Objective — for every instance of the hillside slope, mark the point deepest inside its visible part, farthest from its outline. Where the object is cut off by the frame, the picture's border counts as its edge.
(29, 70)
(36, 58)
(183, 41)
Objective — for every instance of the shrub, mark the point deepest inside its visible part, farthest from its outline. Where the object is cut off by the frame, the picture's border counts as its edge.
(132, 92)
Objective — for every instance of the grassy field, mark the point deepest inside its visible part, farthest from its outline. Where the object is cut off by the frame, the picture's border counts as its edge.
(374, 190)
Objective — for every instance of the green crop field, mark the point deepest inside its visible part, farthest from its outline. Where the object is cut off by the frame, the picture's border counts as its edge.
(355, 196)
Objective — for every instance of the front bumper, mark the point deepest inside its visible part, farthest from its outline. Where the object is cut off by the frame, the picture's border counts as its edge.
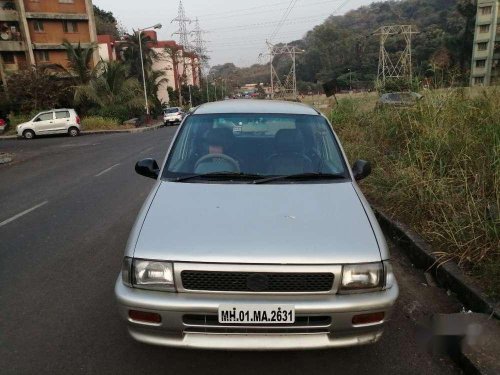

◆ ◆ ◆

Print the listing verbatim; no pictures.

Objective — for every instance of the hillside slope, mark the point deepest inside its visible part, farthest from its outline. Where the object is cut off by the frame, the picture's border counts as its edge.
(29, 70)
(36, 58)
(183, 41)
Objective — for every instance of the shrub, mark the point deepest inside its visible part, farthest from its outline. Where the object is cut off by the frame, the picture's border counts as its edge.
(132, 92)
Objective — for every instance of the grassy field, mark the point deepest inside its visible part, farthest from its outline. Where the object is cut off by the frame, the picture's border counts as its edge.
(374, 190)
Objective — for every instance of the green crop field, mark the point deepest inside its visible part, farthest from its outline. Where the object is cut off by the frame, the picture's border counts as its edge.
(355, 196)
Objective — for every instance of the front bumper, mark the point deepest inside its visible part, farthest from its outline. Where the object is cut off by the frame, the picture's border counts as its edge.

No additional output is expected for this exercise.